#### TEXTO DA PÁGINA:
↓
No total, 62 concorrentes se inscreveram, mas apenas 26 equipes entregaram o projeto. A maioria dos projetos foi feita em grupo ou por arquitetos ligados a construtoras. Lucio Costa, do Projeto 22, se escreveu sozinho, e arquitetos contam que ele, com a ajuda da filha Maria Elisa Costa, entregou a proposta em cima da hora. Ele é anunciado vencedor do concurso em 16 de março de 1957. O Memorial do projeto de Lucio Costa está dividido em 23 pontos e apresenta ilustrações em croquis, além de um mapa completo com o plano da cidade.
O júri fez pequenas críticas a Lucio Costa, como a demasiada quantidade de terra entre o centro governamental e o lago, o fato de a cidade ficar muito próxima ao aeroporto e a não especificação do tipo de estradas regionais, especialmente com relação a possíveis cidades-satélites. Mas ele recebeu elogios por ser claro, direto e fundamentalmente simples, por ter o espírito do século 20: ser novo, livre e aberto, disciplinado, sem ser rígido e por ser facilmente compreendido.
↑
#### INSTRUÇÃO ESCRITA A:
Responda com base no texto sobre o concurso vencido por Lucio Costa:
(i) Quantas equipes entregaram o projeto?
(ii) Em que data Lucio Costa foi anunciado vencedor?
(iii) Em quantos pontos está dividido o Memorial do projeto dele?
#### INSTRUÇÃO ESCRITA B:
Reproduza literalmente o trecho do texto sobre o concurso vencido por Lucio Costa entre "O júri fez pequenas" e "ser facilmente compreendido.", inclusive.
#### INSTRUÇÃO ESCRITA C:
Por favor, dê seguimento ao texto sobre o concurso vencido por Lucio Costa a partir do ponto em que ele termina.
Os registros não são necessários.

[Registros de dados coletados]
↓
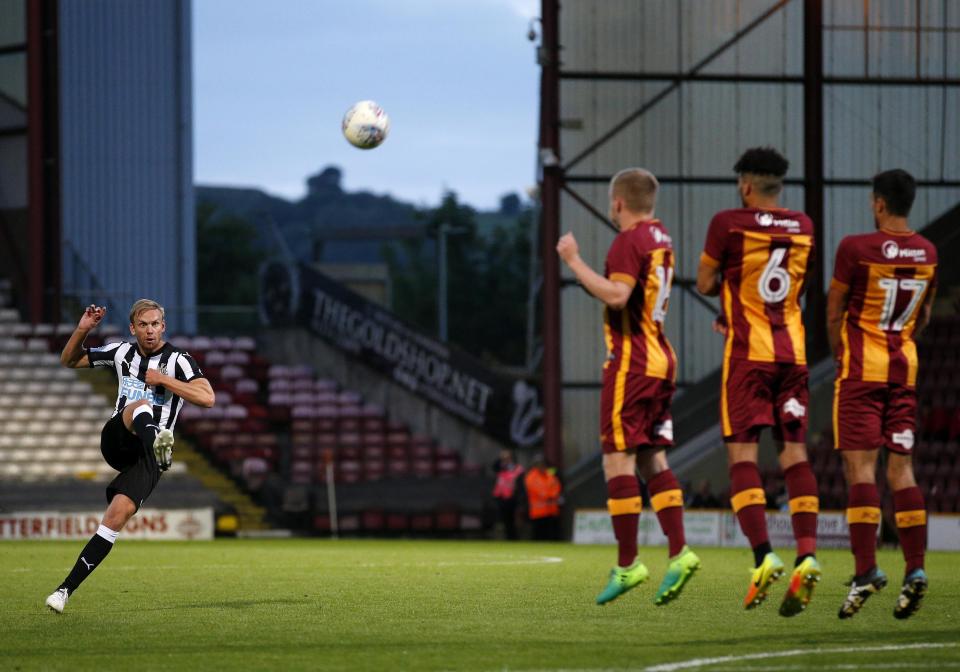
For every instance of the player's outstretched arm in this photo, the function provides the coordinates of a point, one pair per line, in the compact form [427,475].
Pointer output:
[613,293]
[73,355]
[197,391]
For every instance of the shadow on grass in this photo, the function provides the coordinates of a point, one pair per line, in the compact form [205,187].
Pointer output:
[228,604]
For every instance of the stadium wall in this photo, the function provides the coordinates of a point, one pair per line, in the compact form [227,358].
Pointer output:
[126,142]
[297,346]
[617,56]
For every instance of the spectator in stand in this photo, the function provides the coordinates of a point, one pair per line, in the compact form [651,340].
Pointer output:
[703,497]
[508,474]
[543,500]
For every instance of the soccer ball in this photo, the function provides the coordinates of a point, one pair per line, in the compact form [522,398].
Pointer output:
[365,125]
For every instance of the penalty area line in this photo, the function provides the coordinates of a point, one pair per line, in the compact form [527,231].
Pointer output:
[706,662]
↑
#### RESPOSTA DA TAREFA A:
(i) 26 equipes.
(ii) Em 16 de março de 1957.
(iii) Em 23 pontos.

#### RESPOSTA DA TAREFA B:
O júri fez pequenas críticas a Lucio Costa, como a demasiada quantidade de terra entre o centro governamental e o lago, o fato de a cidade ficar muito próxima ao aeroporto e a não especificação do tipo de estradas regionais, especialmente com relação a possíveis cidades-satélites. Mas ele recebeu elogios por ser claro, direto e fundamentalmente simples, por ter o espírito do século 20: ser novo, livre e aberto, disciplinado, sem ser rígido e por ser facilmente compreendido.

#### RESPOSTA DA TAREFA C:
“O projeto de Lucio Costa ganhou porque era o que melhor solucionava as necessidades do governo. Ele era moderno, inusitado, trazia a monumentalidade, dividia muito bem a cidade e, além disso, o memorial é belíssimo. O texto dele justifica, sem muita frescura, todas as coisas que ele quer para a cidade”, diz Angelina Nardelli Quaglia. “O dele era o melhor projeto, o que melhor conciliava os aspectos funcionais, os aspectos cívicos da capital do país, com os estéticos. Havia outros projetos muito bons, mas o do Lucio é excelente” elogia Coutinho.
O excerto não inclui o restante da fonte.